▸ Problem description: Output nothing but the lines from the line with "For the benchmark, annotate every instance of the wet" through the end of the listing below, both ends included.

▸ Exercise materials:
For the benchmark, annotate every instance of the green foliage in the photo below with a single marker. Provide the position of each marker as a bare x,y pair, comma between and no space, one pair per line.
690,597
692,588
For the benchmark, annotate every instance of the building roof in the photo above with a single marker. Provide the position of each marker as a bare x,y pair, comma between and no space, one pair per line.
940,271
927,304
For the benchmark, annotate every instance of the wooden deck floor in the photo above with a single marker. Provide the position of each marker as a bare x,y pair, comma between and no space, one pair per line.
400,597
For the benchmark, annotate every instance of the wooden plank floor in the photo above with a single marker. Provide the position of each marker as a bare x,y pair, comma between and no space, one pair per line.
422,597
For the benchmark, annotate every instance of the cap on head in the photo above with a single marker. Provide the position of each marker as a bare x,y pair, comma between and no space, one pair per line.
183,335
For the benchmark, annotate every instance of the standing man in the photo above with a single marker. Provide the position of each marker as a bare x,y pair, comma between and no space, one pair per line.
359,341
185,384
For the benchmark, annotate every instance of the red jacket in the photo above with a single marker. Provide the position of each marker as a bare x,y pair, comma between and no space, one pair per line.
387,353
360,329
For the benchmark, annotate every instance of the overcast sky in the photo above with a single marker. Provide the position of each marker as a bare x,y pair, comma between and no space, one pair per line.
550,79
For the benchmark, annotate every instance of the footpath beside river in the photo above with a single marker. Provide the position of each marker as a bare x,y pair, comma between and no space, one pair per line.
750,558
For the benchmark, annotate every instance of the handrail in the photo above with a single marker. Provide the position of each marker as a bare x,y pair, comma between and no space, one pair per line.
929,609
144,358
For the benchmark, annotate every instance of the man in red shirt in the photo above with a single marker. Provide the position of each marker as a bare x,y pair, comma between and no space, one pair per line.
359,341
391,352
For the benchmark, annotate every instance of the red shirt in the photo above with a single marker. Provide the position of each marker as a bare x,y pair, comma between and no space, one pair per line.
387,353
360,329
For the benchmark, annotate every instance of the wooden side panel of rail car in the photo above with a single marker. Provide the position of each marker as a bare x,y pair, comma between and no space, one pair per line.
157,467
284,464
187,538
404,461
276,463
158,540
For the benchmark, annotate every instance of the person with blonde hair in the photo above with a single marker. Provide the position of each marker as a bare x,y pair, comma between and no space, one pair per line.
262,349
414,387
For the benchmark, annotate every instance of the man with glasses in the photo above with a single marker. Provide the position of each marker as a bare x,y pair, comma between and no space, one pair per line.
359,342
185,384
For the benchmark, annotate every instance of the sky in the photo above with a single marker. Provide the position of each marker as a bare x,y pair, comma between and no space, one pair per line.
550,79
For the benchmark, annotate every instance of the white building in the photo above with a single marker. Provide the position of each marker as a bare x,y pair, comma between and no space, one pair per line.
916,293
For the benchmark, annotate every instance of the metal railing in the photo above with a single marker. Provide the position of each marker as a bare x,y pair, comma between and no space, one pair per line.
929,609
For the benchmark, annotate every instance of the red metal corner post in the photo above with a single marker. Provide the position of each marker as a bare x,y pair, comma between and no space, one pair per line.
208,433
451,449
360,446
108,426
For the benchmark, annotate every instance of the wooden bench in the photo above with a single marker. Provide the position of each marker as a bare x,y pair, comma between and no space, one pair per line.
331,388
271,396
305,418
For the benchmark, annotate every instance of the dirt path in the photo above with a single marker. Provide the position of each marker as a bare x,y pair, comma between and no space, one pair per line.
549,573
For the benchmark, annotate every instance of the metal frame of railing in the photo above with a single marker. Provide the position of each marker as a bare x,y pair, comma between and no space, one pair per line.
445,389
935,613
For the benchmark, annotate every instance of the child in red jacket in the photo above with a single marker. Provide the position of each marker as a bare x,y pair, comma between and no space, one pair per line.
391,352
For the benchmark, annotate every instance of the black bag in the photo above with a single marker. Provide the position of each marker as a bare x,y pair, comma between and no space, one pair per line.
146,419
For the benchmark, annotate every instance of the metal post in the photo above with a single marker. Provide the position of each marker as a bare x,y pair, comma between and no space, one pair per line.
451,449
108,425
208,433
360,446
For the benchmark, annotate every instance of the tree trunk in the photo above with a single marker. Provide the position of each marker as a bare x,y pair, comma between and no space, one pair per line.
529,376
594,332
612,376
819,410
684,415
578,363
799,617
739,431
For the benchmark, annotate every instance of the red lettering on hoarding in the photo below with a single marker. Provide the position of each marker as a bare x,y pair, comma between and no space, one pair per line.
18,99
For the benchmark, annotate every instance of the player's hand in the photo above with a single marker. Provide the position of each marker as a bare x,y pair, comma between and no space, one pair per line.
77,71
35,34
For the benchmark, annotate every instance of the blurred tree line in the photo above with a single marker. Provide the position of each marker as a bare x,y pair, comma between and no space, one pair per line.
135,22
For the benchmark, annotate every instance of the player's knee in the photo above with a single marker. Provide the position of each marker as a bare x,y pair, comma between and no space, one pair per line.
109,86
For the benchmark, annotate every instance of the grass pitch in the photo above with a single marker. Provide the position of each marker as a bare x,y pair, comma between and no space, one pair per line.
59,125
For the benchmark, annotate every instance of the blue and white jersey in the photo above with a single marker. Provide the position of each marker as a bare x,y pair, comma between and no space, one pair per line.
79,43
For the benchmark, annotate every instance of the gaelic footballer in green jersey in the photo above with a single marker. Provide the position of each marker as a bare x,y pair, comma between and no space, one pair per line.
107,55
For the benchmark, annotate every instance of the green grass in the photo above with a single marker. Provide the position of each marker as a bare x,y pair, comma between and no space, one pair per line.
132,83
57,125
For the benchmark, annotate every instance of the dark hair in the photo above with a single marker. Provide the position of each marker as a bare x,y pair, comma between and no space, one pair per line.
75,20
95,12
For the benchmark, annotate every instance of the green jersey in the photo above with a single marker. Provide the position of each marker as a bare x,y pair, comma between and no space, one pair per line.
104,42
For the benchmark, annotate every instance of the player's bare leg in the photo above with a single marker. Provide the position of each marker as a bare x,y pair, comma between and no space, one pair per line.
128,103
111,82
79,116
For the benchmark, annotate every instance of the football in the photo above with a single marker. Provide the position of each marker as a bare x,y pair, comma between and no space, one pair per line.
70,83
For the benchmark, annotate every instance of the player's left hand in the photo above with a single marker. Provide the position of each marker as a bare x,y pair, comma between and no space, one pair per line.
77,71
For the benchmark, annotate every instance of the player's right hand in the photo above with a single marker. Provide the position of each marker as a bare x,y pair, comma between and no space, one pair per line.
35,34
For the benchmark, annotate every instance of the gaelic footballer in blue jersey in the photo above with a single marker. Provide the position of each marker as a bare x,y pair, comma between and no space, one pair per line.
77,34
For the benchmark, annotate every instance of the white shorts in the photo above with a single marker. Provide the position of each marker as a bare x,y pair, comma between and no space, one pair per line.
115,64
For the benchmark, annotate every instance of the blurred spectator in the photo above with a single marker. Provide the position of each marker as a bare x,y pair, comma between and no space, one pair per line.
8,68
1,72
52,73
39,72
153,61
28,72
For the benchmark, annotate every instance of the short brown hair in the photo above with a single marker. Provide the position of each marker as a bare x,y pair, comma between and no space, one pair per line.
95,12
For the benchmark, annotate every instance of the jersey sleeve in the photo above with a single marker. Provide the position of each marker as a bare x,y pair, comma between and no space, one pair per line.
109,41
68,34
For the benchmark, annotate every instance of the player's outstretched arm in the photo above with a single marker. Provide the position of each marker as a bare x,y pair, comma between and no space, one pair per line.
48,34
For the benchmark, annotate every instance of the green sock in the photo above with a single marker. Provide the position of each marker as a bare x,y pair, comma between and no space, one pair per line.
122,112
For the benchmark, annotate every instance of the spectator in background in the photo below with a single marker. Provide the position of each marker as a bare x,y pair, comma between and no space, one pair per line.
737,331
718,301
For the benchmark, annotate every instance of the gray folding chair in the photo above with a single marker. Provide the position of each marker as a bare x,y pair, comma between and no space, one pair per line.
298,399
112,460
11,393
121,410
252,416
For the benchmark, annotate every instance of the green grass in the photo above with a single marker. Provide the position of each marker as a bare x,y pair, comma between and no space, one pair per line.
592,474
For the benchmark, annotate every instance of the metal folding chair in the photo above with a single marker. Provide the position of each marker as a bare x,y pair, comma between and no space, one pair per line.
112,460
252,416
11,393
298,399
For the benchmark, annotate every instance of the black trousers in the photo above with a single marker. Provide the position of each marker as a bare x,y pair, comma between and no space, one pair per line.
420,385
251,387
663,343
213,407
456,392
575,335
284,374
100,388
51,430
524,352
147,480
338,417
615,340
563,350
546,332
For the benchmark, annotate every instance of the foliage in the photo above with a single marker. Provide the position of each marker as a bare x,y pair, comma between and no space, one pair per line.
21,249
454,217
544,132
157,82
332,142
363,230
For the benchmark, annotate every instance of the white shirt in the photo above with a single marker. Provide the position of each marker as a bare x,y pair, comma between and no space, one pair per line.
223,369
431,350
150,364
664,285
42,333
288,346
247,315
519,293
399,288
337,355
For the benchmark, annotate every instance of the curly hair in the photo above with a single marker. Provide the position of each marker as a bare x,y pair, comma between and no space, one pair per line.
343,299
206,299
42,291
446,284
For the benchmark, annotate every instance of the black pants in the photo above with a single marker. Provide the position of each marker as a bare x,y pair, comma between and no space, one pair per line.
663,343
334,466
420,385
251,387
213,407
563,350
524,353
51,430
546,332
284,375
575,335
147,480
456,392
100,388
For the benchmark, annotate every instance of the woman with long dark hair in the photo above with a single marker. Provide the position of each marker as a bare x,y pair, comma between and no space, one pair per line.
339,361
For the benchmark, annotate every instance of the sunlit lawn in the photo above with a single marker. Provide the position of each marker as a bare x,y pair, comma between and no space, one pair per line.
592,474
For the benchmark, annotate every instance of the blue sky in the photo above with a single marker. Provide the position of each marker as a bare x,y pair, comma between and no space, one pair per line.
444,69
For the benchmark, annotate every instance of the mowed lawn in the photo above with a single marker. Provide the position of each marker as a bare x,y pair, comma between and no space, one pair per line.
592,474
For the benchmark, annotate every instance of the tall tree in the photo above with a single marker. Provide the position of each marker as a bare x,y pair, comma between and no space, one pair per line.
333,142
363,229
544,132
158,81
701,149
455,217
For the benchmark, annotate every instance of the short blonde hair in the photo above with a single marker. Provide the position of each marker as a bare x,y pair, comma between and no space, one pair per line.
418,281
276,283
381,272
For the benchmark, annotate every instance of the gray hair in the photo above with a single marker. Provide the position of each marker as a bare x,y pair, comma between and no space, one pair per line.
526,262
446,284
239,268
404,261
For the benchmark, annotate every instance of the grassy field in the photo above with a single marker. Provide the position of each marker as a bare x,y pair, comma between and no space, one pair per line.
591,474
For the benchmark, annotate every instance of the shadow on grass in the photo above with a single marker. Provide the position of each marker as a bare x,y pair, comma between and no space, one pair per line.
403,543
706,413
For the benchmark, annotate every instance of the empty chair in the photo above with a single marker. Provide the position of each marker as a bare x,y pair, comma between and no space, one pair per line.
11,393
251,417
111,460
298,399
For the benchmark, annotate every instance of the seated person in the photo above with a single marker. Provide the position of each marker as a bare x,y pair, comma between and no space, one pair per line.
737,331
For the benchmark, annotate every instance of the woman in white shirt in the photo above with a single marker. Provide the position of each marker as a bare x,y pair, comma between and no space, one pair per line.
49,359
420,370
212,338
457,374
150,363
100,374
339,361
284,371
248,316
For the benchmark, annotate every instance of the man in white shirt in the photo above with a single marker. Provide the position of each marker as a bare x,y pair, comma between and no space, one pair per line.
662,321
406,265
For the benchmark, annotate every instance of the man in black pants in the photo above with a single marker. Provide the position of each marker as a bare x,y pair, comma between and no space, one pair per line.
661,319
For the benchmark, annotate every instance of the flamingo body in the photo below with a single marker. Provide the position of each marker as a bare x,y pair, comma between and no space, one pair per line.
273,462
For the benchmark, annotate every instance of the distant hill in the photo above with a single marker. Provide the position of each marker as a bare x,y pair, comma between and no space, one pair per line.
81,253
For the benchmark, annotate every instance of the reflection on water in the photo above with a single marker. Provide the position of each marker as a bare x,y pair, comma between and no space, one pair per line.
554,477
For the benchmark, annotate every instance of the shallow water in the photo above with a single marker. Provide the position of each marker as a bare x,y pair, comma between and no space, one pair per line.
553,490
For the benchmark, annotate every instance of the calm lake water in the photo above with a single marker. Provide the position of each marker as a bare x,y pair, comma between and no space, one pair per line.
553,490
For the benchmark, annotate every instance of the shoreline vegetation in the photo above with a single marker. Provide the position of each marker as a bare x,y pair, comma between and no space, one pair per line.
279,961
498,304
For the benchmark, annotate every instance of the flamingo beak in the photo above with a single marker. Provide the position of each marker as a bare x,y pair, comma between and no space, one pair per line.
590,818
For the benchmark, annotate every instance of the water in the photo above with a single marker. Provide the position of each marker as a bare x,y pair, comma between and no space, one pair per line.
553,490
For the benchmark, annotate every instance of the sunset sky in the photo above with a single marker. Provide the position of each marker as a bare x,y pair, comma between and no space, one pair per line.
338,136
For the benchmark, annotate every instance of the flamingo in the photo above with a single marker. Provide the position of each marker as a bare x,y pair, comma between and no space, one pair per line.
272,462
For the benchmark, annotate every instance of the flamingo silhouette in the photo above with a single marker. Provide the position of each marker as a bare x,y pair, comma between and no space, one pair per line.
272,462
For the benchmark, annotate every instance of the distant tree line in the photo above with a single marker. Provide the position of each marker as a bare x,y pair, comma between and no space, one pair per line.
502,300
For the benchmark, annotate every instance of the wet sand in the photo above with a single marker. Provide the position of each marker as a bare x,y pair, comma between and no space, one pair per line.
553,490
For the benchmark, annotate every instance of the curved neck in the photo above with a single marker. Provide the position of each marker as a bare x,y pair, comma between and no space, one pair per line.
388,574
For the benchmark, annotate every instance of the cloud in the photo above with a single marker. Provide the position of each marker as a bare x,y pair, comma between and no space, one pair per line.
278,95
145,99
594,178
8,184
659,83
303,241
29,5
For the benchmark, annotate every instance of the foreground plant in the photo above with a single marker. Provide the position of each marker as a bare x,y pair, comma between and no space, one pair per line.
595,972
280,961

▸ Task solution:
For the benchmark, annotate every instance of the wet sand in the photo above with a single marker. Provide the position of each marker as a bare x,y pair, comma between and no space, one pair per line.
553,490
For the benchmark, annotate every instance of the curved neck in the photo above with a single marker. Provide the position of each marker as a bare x,y pair, comma between and no space, one pair per line.
388,574
For the benchmark, annotate every instance of the cloud in the photo above with a single marker. Provide the position of each marker as a bare x,y pair, comma between and no space, one pair per line.
278,95
145,99
594,178
8,184
659,83
303,241
29,5
For the benchmark, annotate every instance of the foreground plant in the photo above with a single marker. Provide the position of each marker as a bare x,y pair, comma between and no space, one pair per line.
595,972
280,961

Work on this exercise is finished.